### EXCERPTED TEXT ###
Claim Extraction in Biomedical Publications using Deep Discourse Model and Transfer Learning
This addresses information overload for researchers by automating claim extraction, with potential applications beyond biomedical literature, though it is incremental as it builds on existing deep learning and transfer learning techniques.
The paper tackles automatic claim extraction from biomedical publications by introducing a new dataset of 1,500 annotated abstracts and a model that uses deep discourse and transfer learning, resulting in a 14 percentage point F1-score improvement over a baseline.
Claims are a fundamental unit of scientific discourse. The exponential growth in the number of scientific publications makes automatic claim extraction an important problem for researchers who are overwhelmed by this information overload. Such an automated claim extraction system is useful for both manual and programmatic exploration of scientific knowledge. In this paper, we introduce a new dataset of 1,500 scientific abstracts from the biomedical domain with expert annotations for each sentence indicating whether the sentence presents a scientific claim. We introduce a new model for claim extraction and compare it to several baseline models including rule-based and deep learning techniques. Moreover, we show that using a transfer learning approach with a fine-tuning step allows us to improve performance from a large discourse-annotated dataset. Our final model increases F1-score by over 14 percent points compared to a baseline model without transfer learning. We release a publicly accessible tool for discourse and claims prediction along with an annotation tool. We discuss further applications beyond biomedical literature.
###
REQUIRED ACTION 1 ▸
Answer these questions using the text on biomedical claim extraction.
(a) How many scientific abstracts are in the new dataset?
(b) By how much does the final model increase the F1-score compared to a baseline model without transfer learning?
(c) What is released along with the publicly accessible tool for discourse and claims prediction?
REQUIRED ACTION 2 ▸
Write out the passage of the text on biomedical claim extraction between "The paper tackles" and "over a baseline.", inclusive, changing "dataset" to "corpus".
The data that follows comes from a different source than the text above.
### DATA ###
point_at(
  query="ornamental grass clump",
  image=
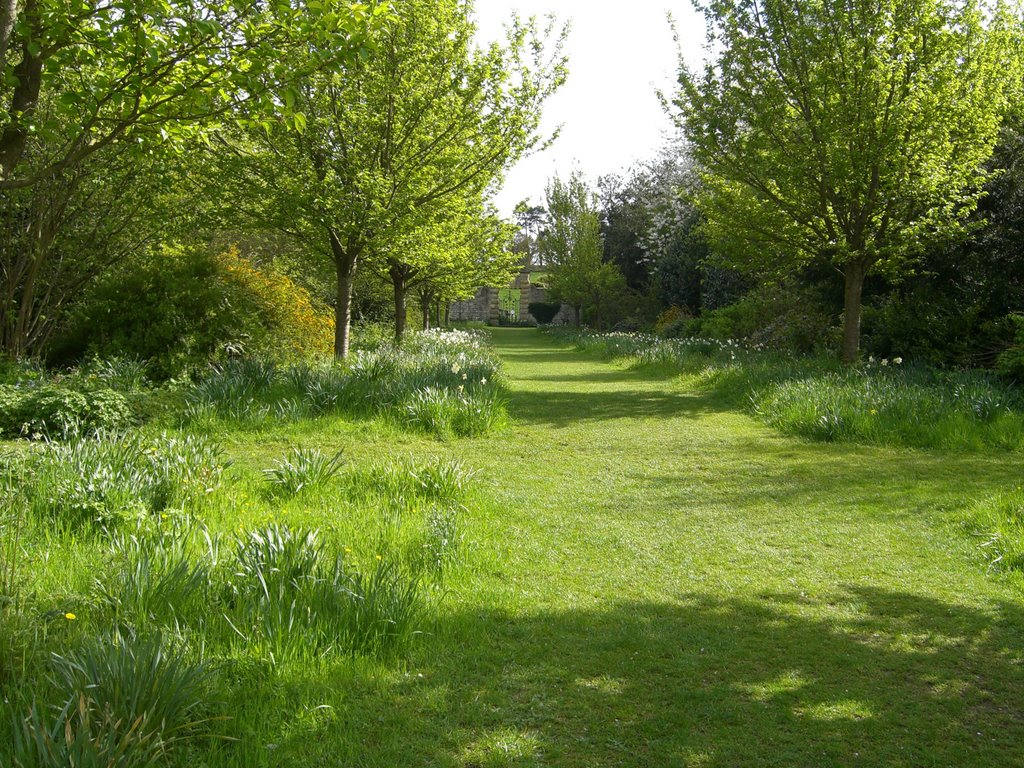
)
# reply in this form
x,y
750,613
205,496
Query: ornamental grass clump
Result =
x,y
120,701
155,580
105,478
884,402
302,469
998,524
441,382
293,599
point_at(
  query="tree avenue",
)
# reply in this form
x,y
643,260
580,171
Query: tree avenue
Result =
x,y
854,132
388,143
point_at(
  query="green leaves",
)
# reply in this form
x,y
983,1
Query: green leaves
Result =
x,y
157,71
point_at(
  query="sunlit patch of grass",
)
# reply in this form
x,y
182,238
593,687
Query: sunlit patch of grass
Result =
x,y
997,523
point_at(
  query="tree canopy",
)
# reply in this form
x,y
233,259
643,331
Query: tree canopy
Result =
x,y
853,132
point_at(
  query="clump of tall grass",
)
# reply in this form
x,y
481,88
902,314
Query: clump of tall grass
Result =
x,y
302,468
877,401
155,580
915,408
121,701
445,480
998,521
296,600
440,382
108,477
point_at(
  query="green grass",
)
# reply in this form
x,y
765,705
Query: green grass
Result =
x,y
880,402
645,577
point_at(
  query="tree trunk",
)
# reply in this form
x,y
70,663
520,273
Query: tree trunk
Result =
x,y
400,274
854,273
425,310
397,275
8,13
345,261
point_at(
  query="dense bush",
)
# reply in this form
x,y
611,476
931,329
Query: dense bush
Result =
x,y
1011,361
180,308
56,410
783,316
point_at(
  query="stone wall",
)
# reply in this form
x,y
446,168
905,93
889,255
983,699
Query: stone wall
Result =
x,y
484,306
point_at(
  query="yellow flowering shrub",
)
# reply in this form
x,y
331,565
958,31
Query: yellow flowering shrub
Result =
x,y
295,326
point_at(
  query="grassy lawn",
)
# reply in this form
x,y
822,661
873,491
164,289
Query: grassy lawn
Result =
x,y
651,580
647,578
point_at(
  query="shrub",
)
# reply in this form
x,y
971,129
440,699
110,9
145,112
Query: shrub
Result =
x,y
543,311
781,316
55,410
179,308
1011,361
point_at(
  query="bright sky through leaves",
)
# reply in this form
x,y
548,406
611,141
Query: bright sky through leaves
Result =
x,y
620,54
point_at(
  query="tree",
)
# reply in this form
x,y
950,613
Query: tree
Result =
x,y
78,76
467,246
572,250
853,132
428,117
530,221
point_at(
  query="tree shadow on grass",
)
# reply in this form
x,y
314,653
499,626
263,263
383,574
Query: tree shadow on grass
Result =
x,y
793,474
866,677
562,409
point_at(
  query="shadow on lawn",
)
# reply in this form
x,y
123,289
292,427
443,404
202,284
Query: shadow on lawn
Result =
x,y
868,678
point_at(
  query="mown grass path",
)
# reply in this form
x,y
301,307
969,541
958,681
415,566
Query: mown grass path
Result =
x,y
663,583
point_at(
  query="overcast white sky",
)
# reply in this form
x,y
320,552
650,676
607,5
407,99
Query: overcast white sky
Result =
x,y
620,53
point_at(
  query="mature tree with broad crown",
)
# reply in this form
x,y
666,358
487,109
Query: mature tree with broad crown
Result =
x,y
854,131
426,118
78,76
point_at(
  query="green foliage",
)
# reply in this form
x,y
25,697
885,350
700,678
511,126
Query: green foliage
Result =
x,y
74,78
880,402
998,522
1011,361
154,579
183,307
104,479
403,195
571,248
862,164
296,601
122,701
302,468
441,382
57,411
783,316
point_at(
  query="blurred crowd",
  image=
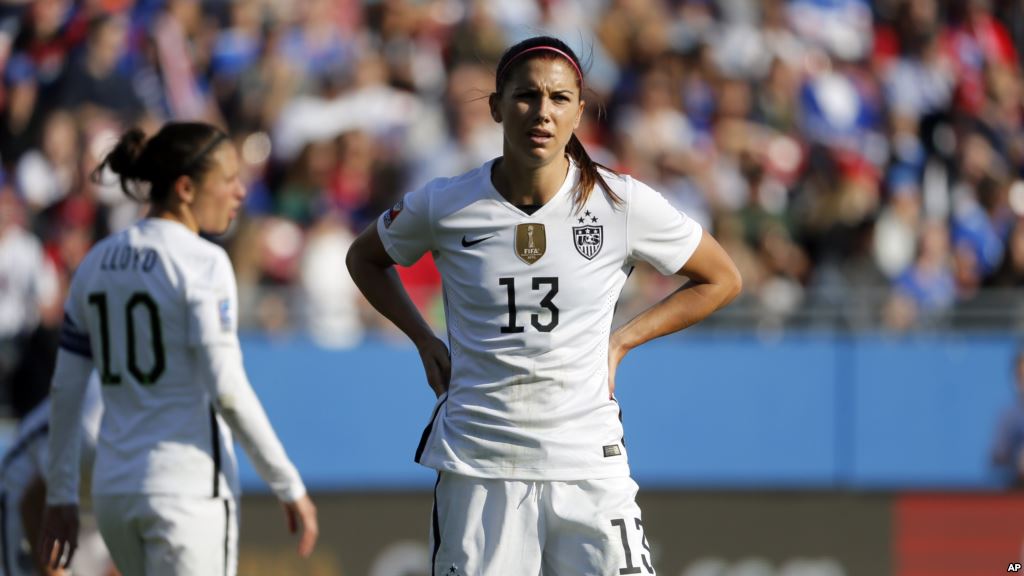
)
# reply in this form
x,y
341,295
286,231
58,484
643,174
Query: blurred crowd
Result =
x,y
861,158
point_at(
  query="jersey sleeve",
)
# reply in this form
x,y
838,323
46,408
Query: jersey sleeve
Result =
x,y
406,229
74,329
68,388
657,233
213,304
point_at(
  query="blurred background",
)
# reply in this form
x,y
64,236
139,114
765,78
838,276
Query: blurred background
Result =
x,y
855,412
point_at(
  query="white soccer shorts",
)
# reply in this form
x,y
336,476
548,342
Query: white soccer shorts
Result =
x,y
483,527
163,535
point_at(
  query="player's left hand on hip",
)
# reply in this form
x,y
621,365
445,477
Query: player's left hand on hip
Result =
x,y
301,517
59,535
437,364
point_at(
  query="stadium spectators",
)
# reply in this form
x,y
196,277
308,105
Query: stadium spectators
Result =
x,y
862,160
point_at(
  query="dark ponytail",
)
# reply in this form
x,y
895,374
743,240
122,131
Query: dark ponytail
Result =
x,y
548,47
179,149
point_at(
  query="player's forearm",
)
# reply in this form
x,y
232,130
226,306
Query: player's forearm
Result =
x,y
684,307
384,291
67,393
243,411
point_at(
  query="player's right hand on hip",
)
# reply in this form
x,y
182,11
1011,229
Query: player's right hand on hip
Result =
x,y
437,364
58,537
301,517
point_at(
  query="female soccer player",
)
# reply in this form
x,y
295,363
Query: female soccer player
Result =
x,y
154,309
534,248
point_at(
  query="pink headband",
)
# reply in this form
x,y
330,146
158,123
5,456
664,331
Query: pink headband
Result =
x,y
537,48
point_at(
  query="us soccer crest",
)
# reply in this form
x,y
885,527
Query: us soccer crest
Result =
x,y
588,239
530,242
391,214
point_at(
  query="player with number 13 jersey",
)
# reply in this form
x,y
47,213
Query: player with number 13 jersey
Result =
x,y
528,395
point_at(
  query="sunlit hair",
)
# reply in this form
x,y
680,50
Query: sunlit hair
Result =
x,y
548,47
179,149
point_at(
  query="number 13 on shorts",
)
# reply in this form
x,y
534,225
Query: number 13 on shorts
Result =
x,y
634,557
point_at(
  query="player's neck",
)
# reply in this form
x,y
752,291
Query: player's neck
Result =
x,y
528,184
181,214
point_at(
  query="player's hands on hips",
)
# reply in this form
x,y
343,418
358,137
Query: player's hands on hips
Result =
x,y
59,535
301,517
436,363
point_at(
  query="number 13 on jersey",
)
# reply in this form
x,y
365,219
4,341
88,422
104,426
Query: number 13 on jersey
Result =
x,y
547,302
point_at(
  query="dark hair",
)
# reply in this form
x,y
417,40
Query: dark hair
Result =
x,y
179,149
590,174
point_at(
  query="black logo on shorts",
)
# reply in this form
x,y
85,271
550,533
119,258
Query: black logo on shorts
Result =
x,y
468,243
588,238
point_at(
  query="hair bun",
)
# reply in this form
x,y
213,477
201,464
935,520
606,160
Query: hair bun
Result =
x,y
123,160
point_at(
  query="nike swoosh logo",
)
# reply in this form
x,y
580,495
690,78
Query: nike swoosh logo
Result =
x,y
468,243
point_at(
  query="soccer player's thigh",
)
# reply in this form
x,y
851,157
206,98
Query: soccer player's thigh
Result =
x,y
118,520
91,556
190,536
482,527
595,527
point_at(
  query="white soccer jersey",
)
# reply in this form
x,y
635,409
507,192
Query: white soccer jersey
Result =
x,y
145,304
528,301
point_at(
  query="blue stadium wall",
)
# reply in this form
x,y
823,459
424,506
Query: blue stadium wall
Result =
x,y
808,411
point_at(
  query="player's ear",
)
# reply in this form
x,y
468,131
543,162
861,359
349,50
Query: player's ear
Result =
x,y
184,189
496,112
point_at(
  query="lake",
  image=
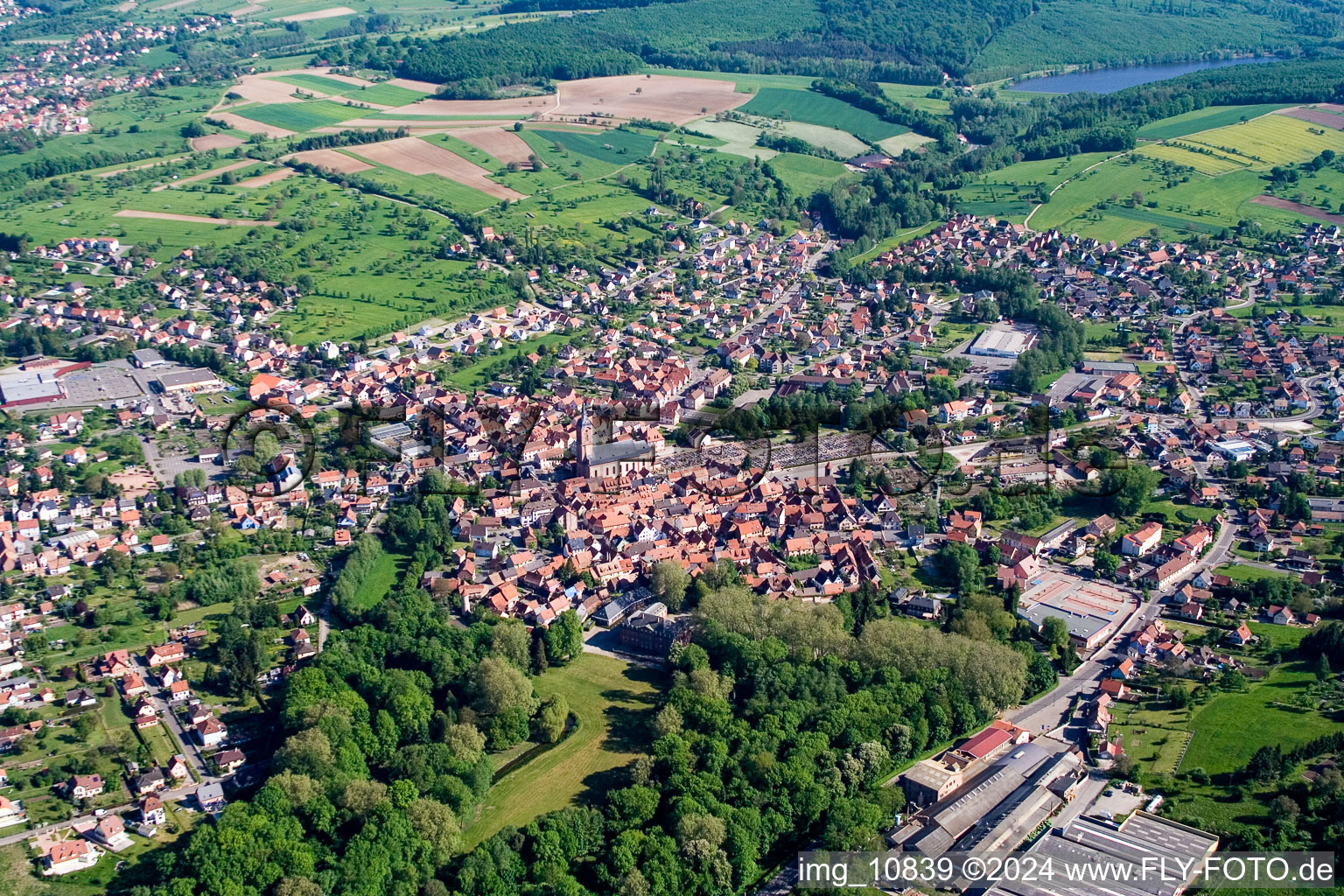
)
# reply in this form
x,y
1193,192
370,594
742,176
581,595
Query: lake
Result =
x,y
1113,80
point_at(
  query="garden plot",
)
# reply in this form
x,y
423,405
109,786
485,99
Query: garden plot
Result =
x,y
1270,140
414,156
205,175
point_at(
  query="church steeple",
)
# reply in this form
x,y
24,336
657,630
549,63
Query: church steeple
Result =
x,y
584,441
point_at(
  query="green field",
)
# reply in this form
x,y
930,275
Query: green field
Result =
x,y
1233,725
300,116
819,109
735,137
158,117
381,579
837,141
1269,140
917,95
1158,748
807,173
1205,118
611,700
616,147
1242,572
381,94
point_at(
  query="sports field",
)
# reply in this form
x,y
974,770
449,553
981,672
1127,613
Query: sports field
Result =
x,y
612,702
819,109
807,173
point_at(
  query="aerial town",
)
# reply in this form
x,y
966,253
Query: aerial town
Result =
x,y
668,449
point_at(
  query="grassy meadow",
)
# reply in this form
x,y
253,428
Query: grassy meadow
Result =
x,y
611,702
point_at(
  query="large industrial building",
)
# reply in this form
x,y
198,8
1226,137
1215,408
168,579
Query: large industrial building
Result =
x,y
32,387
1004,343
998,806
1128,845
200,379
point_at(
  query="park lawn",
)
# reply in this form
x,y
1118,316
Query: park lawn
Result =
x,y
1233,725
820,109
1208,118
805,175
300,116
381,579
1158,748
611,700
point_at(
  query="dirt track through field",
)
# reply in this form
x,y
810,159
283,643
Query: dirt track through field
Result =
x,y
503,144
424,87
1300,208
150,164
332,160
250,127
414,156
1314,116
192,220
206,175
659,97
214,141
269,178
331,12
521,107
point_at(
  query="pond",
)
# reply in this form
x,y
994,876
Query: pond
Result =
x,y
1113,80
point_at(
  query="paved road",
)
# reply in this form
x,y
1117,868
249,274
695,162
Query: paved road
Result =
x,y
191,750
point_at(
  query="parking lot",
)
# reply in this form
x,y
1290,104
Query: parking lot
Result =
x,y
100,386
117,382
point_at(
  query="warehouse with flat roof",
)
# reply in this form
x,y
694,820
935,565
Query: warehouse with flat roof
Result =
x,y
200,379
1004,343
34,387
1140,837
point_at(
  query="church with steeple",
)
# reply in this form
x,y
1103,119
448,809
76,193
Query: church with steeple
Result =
###
YOUR SOLUTION 1 ▸
(a) 1,500
(b) By over 14 percent points
(c) An annotation tool

YOUR SOLUTION 2 ▸
The paper tackles automatic claim extraction from biomedical publications by introducing a new corpus of 1,500 annotated abstracts and a model that uses deep discourse and transfer learning, resulting in a 14 percentage point F1-score improvement over a baseline.